* **ASSIGNED TASK 1**
From the interview about the book on emotions, reproduce word for word the part that opens with the words containing "Today Winston Smith" and closes with "the Bible paints.".
* **ASSIGNED TASK 2**
Write the next part of the interview on the book about emotions, picking up right after its final sentence.

* **EXERCISE PASSAGE**
Today Winston Smith and Alasdair Groves share what they are working on. As you read please pray for their writing project and consider supporting a day of ministry. We need $2,400 in donations on any given day to support our work.
Tell us about the writing project you are currently working on together.
Alasdair: Winston and I are co-writing a book on emotions. We counsel and know many people who feel guilty for experiencing negative emotions, such as anger, sadness, or discouragement. They assume their experience of these emotions means they aren’t faithful Christians. We want to help people move away from a stoic view that suggests “if you just try hard enough and have enough faith” then you’ll feel pretty good all the time. This is not the picture that the Bible paints.
Winston: I’ve observed that people are unsure about how to process their emotions. And Christians in particular find it difficult. There is much skepticism about emotions in the Christian world and we tend to be more interested in locating sin in one’s emotions rather than locating what good is there or how they might point us to something valuable. In light of this, I want this book to address how our emotional world is handicapped when we misunderstand what the Christian life is “supposed” to look like. We hope that this book will get into the hands of Christians who struggle with the Christian life and want biblical help. The book will be practical; it will include exercises, tools, and study questions for the reader and/or helper.
What does Scripture say about emotions?
Alasdair: The Bible reveals that our emotions have to do with our interpretation, evaluation, and core perspective on what’s going on around us. We do this instinctively, not as the fruit of cool and dispassionate reflection. This is part of what it means to be an image bearer! We have emotions about things, because God has feelings about things, and we want to feel things as he does. He tells us to rejoice with those who rejoice and mourn with those who mourn—because that’s what he does. He urges us to have compassion on one another—because he is moved by our plight and suffering. Emotions, throughout the Bible, are like color and music that bring life and depth to the things we see and hear. I have also thought of emotions as a treasure map, revealing what we really love, value, and treasure with exquisite detail.

Stored data entries
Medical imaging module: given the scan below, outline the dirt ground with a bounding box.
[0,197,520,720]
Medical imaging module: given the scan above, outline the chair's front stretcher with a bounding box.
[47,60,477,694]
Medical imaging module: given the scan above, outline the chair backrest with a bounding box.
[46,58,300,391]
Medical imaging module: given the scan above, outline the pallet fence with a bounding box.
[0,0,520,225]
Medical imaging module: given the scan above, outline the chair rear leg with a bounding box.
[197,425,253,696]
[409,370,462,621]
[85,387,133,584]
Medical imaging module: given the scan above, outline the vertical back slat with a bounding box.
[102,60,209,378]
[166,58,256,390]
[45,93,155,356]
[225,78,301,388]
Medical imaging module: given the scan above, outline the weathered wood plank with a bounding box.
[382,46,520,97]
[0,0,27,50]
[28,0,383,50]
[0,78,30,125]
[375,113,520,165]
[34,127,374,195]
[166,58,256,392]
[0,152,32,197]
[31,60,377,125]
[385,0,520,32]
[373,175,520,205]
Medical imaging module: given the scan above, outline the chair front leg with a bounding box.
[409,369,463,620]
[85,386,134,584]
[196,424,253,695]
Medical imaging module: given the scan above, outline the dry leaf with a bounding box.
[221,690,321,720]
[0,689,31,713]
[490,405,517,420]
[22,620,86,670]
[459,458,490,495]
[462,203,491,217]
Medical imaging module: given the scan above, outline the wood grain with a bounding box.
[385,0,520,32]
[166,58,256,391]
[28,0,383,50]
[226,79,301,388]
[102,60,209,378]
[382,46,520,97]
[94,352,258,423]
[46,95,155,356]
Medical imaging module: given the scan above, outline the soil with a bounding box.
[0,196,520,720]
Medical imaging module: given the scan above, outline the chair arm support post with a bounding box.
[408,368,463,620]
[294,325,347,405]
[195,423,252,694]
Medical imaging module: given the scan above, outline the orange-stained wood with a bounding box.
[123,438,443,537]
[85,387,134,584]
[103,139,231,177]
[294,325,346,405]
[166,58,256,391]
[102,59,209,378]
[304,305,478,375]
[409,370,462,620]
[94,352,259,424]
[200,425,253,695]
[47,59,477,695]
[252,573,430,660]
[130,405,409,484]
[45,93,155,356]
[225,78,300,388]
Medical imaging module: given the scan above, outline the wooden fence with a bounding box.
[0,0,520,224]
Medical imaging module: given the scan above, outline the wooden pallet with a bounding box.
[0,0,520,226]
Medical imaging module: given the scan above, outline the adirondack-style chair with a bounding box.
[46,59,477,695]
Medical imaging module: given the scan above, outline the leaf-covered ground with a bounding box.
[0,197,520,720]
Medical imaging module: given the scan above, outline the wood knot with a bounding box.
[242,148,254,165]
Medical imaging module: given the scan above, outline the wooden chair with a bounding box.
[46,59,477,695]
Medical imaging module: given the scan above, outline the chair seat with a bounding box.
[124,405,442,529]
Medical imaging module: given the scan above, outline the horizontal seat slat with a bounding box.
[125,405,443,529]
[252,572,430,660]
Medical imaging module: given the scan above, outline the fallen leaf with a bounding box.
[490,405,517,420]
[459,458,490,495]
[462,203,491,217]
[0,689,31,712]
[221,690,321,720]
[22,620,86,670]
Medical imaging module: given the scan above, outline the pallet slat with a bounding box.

* **EXERCISE RESPONSE 1**
Today Winston Smith and Alasdair Groves share what they are working on. As you read please pray for their writing project and consider supporting a day of ministry. We need $2,400 in donations on any given day to support our work.
Tell us about the writing project you are currently working on together.
Alasdair: Winston and I are co-writing a book on emotions. We counsel and know many people who feel guilty for experiencing negative emotions, such as anger, sadness, or discouragement. They assume their experience of these emotions means they aren’t faithful Christians. We want to help people move away from a stoic view that suggests “if you just try hard enough and have enough faith” then you’ll feel pretty good all the time. This is not the picture that the Bible paints.

* **EXERCISE RESPONSE 2**
How has your understanding of emotions been shaped?
Winston: My understanding has been shaped by 25 years of counseling those who suffer. My counselees have taught me about emotions and they have helped me apply what I’ve learned to other sufferers. I honestly feel honored to have walked with people struggling with anxiety, depression, crippling guilt and shame, and other painful emotional experiences. Each one has invited me into very personal and vulnerable areas of their lives and allowed me to learn and grow along with them. And because each one is unique, growth has had different emphases. Sometimes growth has meant celebrating together as we’ve learned about the riches of what God has to say about emotions and the love of Christ. At other times growth has meant patiently bearing with me and letting me know when I’ve applied Scripture to their emotional pain in ways that ring hollow or just completely miss what they’re experiencing. I’m a better counselor, and more importantly, a better Christian because of them.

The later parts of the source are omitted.